Exercise objective: Count the lines in the data below that contain the string "forehead", treating uppercase and lowercase letters as distinct, and reply with that number alone.

Information given:
-*-*-
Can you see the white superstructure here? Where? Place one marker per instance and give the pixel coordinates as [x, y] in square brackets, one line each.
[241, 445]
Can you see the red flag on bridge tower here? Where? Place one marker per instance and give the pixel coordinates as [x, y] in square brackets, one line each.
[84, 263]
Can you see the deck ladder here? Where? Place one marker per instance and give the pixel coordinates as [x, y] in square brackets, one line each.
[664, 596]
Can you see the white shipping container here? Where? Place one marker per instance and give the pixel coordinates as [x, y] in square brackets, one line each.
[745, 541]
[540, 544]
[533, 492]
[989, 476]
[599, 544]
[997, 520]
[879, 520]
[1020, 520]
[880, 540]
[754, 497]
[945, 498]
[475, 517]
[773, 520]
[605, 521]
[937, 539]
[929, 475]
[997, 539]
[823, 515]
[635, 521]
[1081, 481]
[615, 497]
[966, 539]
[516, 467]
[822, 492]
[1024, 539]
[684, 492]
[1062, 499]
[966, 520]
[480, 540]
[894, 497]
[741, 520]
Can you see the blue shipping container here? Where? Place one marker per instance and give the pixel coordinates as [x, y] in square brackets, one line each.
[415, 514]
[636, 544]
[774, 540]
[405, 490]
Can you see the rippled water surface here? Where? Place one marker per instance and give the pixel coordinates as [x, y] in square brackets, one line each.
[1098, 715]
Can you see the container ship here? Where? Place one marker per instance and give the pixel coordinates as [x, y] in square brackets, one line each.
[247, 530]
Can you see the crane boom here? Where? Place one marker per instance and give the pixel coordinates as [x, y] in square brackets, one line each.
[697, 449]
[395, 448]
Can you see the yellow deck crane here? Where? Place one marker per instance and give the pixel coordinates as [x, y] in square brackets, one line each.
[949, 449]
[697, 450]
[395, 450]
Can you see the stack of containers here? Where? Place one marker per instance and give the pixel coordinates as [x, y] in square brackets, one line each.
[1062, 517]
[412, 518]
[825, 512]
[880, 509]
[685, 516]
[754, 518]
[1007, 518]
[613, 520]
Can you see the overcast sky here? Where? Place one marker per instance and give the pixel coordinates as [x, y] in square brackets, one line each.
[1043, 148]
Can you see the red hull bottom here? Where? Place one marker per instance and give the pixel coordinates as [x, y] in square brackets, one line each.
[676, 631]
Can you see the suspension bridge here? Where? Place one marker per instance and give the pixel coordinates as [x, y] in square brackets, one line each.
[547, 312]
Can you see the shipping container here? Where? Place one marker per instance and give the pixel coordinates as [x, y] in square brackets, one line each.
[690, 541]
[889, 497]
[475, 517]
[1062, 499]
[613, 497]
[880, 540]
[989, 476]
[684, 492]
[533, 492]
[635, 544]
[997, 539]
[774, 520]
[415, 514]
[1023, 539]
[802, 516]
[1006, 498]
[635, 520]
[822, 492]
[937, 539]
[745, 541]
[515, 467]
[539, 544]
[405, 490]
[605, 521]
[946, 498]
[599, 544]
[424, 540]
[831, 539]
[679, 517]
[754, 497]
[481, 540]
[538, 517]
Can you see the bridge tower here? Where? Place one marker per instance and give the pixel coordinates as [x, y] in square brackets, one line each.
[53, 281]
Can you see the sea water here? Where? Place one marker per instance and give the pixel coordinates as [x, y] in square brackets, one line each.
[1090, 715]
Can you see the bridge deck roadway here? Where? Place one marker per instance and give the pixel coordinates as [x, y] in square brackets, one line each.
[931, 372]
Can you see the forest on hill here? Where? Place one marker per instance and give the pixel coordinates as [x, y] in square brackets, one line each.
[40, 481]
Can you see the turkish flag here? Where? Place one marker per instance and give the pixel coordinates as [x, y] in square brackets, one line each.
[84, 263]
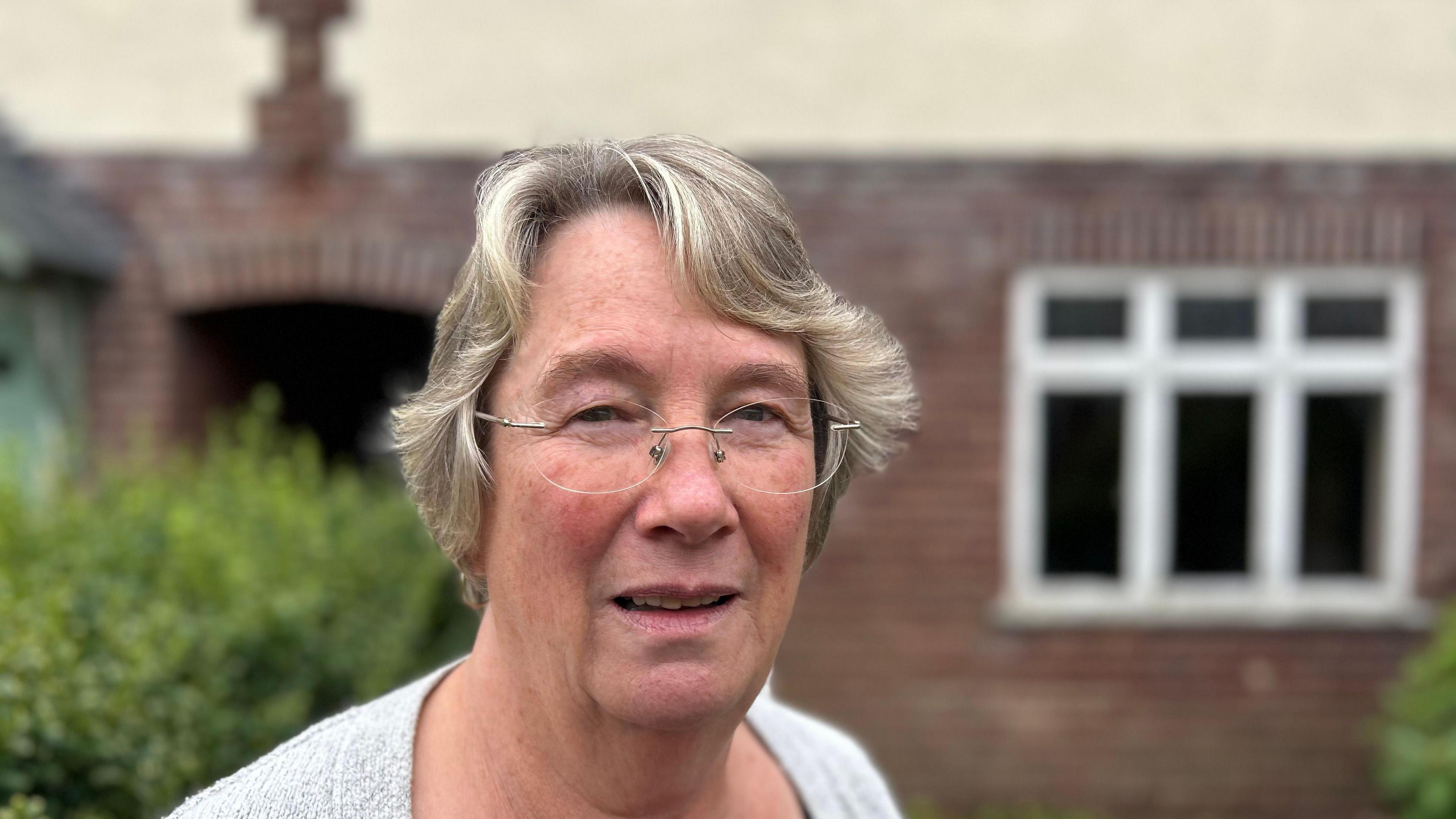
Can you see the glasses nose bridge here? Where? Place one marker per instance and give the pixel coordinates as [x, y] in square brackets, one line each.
[662, 445]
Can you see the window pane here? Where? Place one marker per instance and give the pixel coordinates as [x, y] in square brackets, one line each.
[1101, 318]
[1345, 318]
[1212, 506]
[1216, 320]
[1084, 470]
[1341, 492]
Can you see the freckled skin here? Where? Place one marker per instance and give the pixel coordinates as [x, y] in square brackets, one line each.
[603, 282]
[565, 707]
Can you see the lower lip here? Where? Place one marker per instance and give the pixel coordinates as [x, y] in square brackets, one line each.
[679, 623]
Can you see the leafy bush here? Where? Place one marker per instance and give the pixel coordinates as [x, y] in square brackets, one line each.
[174, 620]
[1417, 745]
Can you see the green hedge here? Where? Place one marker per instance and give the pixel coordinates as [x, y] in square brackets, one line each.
[1417, 748]
[173, 620]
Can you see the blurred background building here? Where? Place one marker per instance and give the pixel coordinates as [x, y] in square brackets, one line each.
[1175, 279]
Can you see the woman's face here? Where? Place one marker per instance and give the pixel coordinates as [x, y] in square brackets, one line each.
[606, 320]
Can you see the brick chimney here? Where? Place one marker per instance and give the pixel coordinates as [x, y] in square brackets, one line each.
[302, 124]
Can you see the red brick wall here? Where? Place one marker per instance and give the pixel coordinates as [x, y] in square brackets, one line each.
[893, 636]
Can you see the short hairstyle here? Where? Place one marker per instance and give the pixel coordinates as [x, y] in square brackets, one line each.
[734, 244]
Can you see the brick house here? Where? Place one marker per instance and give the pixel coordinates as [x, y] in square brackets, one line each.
[1181, 499]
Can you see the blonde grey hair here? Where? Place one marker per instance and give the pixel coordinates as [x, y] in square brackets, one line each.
[734, 244]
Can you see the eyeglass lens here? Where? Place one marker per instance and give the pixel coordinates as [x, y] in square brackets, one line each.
[606, 445]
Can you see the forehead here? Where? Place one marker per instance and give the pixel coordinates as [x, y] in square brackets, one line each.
[605, 285]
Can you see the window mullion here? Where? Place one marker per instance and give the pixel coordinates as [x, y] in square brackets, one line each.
[1280, 448]
[1148, 467]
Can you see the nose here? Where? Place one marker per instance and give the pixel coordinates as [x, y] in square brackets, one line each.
[685, 499]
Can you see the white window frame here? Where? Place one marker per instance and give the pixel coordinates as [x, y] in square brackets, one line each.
[1149, 368]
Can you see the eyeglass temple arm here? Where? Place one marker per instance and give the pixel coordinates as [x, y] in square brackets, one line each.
[510, 423]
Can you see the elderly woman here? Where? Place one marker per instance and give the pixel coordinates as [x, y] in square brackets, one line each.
[641, 410]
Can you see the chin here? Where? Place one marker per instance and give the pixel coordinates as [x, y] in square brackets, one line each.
[679, 696]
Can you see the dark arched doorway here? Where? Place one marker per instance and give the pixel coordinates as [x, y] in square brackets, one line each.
[338, 368]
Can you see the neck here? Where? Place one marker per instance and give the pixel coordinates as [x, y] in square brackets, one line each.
[545, 750]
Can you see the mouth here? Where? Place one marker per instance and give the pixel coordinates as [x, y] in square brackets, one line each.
[672, 602]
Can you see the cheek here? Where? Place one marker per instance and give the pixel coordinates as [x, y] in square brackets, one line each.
[778, 533]
[549, 541]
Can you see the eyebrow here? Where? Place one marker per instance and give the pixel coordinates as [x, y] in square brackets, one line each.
[783, 377]
[612, 362]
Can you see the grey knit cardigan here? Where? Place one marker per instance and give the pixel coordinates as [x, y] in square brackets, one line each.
[359, 766]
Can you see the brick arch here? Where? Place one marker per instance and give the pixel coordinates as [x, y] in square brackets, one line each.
[274, 267]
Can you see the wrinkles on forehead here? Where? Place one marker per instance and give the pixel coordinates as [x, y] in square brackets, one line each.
[617, 363]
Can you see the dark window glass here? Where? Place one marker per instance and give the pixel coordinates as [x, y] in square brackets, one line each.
[1212, 506]
[1216, 320]
[1346, 318]
[1341, 474]
[1084, 471]
[1101, 318]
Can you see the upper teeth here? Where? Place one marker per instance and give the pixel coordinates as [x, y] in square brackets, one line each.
[676, 602]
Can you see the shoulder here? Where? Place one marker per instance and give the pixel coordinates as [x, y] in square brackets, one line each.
[353, 764]
[830, 770]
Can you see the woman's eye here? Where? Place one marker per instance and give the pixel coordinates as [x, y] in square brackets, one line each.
[758, 413]
[596, 414]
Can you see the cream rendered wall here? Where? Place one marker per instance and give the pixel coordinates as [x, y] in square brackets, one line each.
[766, 76]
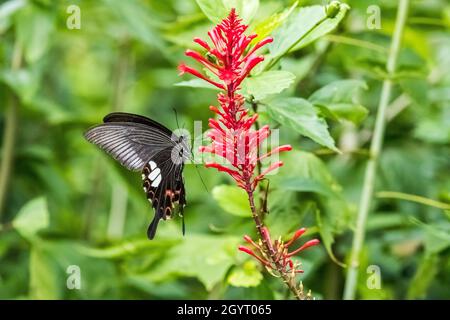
-*-*-
Written answer: 2